» **Data to use**
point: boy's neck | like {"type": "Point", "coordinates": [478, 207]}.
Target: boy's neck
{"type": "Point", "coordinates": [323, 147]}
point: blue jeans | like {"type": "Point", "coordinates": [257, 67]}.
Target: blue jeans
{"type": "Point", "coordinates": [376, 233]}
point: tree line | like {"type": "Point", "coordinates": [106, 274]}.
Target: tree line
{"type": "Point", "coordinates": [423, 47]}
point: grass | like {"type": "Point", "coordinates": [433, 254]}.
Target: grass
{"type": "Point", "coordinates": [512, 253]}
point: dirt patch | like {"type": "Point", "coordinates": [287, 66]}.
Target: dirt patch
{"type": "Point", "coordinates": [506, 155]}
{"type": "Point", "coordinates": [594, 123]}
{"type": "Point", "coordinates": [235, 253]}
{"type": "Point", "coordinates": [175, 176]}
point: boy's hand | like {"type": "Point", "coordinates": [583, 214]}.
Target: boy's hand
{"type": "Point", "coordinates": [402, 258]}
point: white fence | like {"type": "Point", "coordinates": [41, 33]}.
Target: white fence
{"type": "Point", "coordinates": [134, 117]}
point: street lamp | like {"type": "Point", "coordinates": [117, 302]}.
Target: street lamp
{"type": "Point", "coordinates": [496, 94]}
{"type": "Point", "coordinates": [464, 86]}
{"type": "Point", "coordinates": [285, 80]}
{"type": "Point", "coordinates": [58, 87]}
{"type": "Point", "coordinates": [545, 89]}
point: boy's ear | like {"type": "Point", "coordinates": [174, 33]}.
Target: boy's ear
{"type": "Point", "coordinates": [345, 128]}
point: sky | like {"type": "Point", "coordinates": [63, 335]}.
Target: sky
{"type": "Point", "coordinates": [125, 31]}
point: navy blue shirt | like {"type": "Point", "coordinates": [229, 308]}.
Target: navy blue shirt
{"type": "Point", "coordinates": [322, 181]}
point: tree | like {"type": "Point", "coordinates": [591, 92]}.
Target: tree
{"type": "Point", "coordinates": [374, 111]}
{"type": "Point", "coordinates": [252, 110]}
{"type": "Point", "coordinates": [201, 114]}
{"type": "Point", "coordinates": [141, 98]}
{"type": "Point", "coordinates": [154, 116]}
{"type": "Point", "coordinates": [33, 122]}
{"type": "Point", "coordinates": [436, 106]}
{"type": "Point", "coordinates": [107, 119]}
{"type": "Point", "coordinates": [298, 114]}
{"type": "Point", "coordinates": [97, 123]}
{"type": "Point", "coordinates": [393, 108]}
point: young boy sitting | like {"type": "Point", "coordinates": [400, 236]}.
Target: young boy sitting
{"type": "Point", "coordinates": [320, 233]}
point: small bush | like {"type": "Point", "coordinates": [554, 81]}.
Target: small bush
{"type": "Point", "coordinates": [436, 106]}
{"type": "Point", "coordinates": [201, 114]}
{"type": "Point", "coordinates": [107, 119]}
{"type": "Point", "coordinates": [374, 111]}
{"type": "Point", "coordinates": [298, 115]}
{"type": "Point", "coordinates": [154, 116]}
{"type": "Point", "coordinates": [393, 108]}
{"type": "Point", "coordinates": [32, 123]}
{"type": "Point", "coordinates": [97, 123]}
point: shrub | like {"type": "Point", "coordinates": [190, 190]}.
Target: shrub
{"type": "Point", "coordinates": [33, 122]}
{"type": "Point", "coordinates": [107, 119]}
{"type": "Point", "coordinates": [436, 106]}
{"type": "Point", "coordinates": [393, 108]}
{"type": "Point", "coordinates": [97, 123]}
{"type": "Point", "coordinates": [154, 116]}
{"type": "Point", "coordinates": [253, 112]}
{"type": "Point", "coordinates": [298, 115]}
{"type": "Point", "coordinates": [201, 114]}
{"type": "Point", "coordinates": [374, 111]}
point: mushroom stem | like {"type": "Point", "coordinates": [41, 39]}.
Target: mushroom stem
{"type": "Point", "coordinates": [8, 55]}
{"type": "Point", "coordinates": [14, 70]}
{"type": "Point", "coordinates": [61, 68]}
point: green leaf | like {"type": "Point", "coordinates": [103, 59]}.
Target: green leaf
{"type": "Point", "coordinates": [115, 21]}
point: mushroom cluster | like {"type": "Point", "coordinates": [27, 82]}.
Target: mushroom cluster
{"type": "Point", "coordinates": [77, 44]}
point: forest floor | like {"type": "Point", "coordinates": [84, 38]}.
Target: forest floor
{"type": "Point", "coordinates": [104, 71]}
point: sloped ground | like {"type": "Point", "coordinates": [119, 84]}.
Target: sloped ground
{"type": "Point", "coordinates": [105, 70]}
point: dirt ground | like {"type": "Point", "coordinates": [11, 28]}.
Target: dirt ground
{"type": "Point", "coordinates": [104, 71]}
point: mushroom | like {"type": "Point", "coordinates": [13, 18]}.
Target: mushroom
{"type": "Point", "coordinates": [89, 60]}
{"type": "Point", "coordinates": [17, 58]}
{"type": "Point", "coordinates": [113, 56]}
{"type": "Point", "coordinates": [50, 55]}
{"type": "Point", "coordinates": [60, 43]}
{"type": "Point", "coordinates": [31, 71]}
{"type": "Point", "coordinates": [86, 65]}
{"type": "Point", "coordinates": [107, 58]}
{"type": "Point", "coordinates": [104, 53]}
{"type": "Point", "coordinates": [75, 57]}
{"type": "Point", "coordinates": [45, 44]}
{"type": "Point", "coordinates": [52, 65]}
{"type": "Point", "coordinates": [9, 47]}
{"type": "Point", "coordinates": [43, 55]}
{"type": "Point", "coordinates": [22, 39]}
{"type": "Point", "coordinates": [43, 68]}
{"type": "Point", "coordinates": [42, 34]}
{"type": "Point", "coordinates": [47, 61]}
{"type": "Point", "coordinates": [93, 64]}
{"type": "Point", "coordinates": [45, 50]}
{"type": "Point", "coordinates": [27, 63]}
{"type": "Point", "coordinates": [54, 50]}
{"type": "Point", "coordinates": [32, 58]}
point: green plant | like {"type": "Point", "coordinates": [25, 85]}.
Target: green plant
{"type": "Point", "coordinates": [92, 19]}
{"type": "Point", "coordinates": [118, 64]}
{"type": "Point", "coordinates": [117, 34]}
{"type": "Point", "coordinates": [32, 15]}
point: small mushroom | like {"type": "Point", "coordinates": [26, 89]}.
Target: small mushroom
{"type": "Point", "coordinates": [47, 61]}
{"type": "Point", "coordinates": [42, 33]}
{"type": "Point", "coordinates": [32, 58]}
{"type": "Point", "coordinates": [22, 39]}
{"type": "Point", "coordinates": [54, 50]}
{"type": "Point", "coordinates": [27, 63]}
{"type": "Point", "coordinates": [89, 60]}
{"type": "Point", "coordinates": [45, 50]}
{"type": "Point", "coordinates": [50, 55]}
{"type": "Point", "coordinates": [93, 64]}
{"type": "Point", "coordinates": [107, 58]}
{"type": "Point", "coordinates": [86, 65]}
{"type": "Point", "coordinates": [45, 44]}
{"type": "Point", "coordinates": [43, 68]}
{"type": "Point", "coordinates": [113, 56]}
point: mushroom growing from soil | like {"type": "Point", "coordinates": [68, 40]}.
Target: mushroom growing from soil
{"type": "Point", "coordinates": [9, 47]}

» **Exercise details**
Copy out all of the rows above with every "Target" changed to "Label" and nothing else altered.

» **Completed task**
point: boy's neck | like {"type": "Point", "coordinates": [478, 207]}.
Label: boy's neck
{"type": "Point", "coordinates": [323, 147]}
point: blue jeans | like {"type": "Point", "coordinates": [257, 67]}.
Label: blue jeans
{"type": "Point", "coordinates": [376, 233]}
point: tree line | like {"type": "Point", "coordinates": [106, 274]}.
Label: tree line
{"type": "Point", "coordinates": [423, 47]}
point: grass | like {"type": "Point", "coordinates": [433, 254]}.
Label: grass
{"type": "Point", "coordinates": [512, 253]}
point: dirt patch | like {"type": "Point", "coordinates": [287, 66]}.
Label: dirt patch
{"type": "Point", "coordinates": [506, 155]}
{"type": "Point", "coordinates": [594, 123]}
{"type": "Point", "coordinates": [235, 253]}
{"type": "Point", "coordinates": [175, 176]}
point: boy's hand | like {"type": "Point", "coordinates": [583, 214]}.
Label: boy's hand
{"type": "Point", "coordinates": [402, 258]}
point: white fence | like {"type": "Point", "coordinates": [41, 33]}.
Label: white fence
{"type": "Point", "coordinates": [134, 117]}
point: street lamp | like {"type": "Point", "coordinates": [117, 302]}.
Label: street lamp
{"type": "Point", "coordinates": [496, 94]}
{"type": "Point", "coordinates": [464, 86]}
{"type": "Point", "coordinates": [285, 80]}
{"type": "Point", "coordinates": [58, 87]}
{"type": "Point", "coordinates": [545, 89]}
point: boy's ear | like {"type": "Point", "coordinates": [174, 33]}.
Label: boy's ear
{"type": "Point", "coordinates": [345, 128]}
point: sky | like {"type": "Point", "coordinates": [63, 335]}.
Label: sky
{"type": "Point", "coordinates": [125, 31]}
point: navy blue shirt | like {"type": "Point", "coordinates": [229, 308]}.
Label: navy blue shirt
{"type": "Point", "coordinates": [322, 181]}
point: tree | like {"type": "Point", "coordinates": [591, 92]}.
Label: tree
{"type": "Point", "coordinates": [374, 111]}
{"type": "Point", "coordinates": [252, 110]}
{"type": "Point", "coordinates": [201, 114]}
{"type": "Point", "coordinates": [141, 98]}
{"type": "Point", "coordinates": [154, 116]}
{"type": "Point", "coordinates": [33, 122]}
{"type": "Point", "coordinates": [436, 106]}
{"type": "Point", "coordinates": [107, 119]}
{"type": "Point", "coordinates": [298, 114]}
{"type": "Point", "coordinates": [97, 123]}
{"type": "Point", "coordinates": [393, 108]}
point: young boy sitting | like {"type": "Point", "coordinates": [400, 236]}.
Label: young boy sitting
{"type": "Point", "coordinates": [320, 233]}
point: small bush | like {"type": "Point", "coordinates": [554, 81]}.
Label: small bush
{"type": "Point", "coordinates": [436, 106]}
{"type": "Point", "coordinates": [201, 114]}
{"type": "Point", "coordinates": [107, 119]}
{"type": "Point", "coordinates": [374, 111]}
{"type": "Point", "coordinates": [298, 115]}
{"type": "Point", "coordinates": [154, 116]}
{"type": "Point", "coordinates": [393, 108]}
{"type": "Point", "coordinates": [32, 123]}
{"type": "Point", "coordinates": [97, 123]}
point: shrub | like {"type": "Point", "coordinates": [190, 190]}.
Label: shrub
{"type": "Point", "coordinates": [33, 122]}
{"type": "Point", "coordinates": [107, 119]}
{"type": "Point", "coordinates": [436, 106]}
{"type": "Point", "coordinates": [393, 108]}
{"type": "Point", "coordinates": [97, 123]}
{"type": "Point", "coordinates": [154, 116]}
{"type": "Point", "coordinates": [253, 112]}
{"type": "Point", "coordinates": [298, 115]}
{"type": "Point", "coordinates": [201, 114]}
{"type": "Point", "coordinates": [374, 111]}
point: mushroom stem | like {"type": "Point", "coordinates": [41, 39]}.
Label: mushroom stem
{"type": "Point", "coordinates": [8, 55]}
{"type": "Point", "coordinates": [14, 70]}
{"type": "Point", "coordinates": [61, 68]}
point: green leaf | like {"type": "Point", "coordinates": [103, 59]}.
Label: green leaf
{"type": "Point", "coordinates": [115, 21]}
point: mushroom cluster | like {"type": "Point", "coordinates": [27, 82]}.
Label: mushroom cluster
{"type": "Point", "coordinates": [77, 44]}
point: forest floor | like {"type": "Point", "coordinates": [84, 38]}.
Label: forest floor
{"type": "Point", "coordinates": [104, 71]}
point: sloped ground | like {"type": "Point", "coordinates": [119, 84]}.
Label: sloped ground
{"type": "Point", "coordinates": [105, 70]}
point: dirt ground | like {"type": "Point", "coordinates": [11, 28]}.
Label: dirt ground
{"type": "Point", "coordinates": [104, 71]}
point: mushroom | like {"type": "Point", "coordinates": [13, 18]}.
Label: mushroom
{"type": "Point", "coordinates": [89, 60]}
{"type": "Point", "coordinates": [17, 58]}
{"type": "Point", "coordinates": [113, 56]}
{"type": "Point", "coordinates": [50, 55]}
{"type": "Point", "coordinates": [60, 43]}
{"type": "Point", "coordinates": [31, 71]}
{"type": "Point", "coordinates": [86, 65]}
{"type": "Point", "coordinates": [107, 58]}
{"type": "Point", "coordinates": [104, 53]}
{"type": "Point", "coordinates": [75, 57]}
{"type": "Point", "coordinates": [45, 44]}
{"type": "Point", "coordinates": [52, 65]}
{"type": "Point", "coordinates": [9, 47]}
{"type": "Point", "coordinates": [43, 55]}
{"type": "Point", "coordinates": [22, 39]}
{"type": "Point", "coordinates": [43, 68]}
{"type": "Point", "coordinates": [42, 34]}
{"type": "Point", "coordinates": [47, 61]}
{"type": "Point", "coordinates": [93, 64]}
{"type": "Point", "coordinates": [45, 50]}
{"type": "Point", "coordinates": [27, 63]}
{"type": "Point", "coordinates": [54, 50]}
{"type": "Point", "coordinates": [32, 58]}
point: green plant | like {"type": "Point", "coordinates": [25, 85]}.
Label: green plant
{"type": "Point", "coordinates": [92, 19]}
{"type": "Point", "coordinates": [118, 64]}
{"type": "Point", "coordinates": [117, 34]}
{"type": "Point", "coordinates": [32, 15]}
point: small mushroom | like {"type": "Point", "coordinates": [26, 89]}.
Label: small mushroom
{"type": "Point", "coordinates": [47, 61]}
{"type": "Point", "coordinates": [42, 33]}
{"type": "Point", "coordinates": [32, 58]}
{"type": "Point", "coordinates": [22, 39]}
{"type": "Point", "coordinates": [54, 50]}
{"type": "Point", "coordinates": [27, 63]}
{"type": "Point", "coordinates": [89, 60]}
{"type": "Point", "coordinates": [45, 50]}
{"type": "Point", "coordinates": [50, 55]}
{"type": "Point", "coordinates": [93, 64]}
{"type": "Point", "coordinates": [107, 58]}
{"type": "Point", "coordinates": [86, 65]}
{"type": "Point", "coordinates": [45, 44]}
{"type": "Point", "coordinates": [43, 68]}
{"type": "Point", "coordinates": [113, 56]}
point: mushroom growing from soil | like {"type": "Point", "coordinates": [68, 40]}.
Label: mushroom growing from soil
{"type": "Point", "coordinates": [9, 47]}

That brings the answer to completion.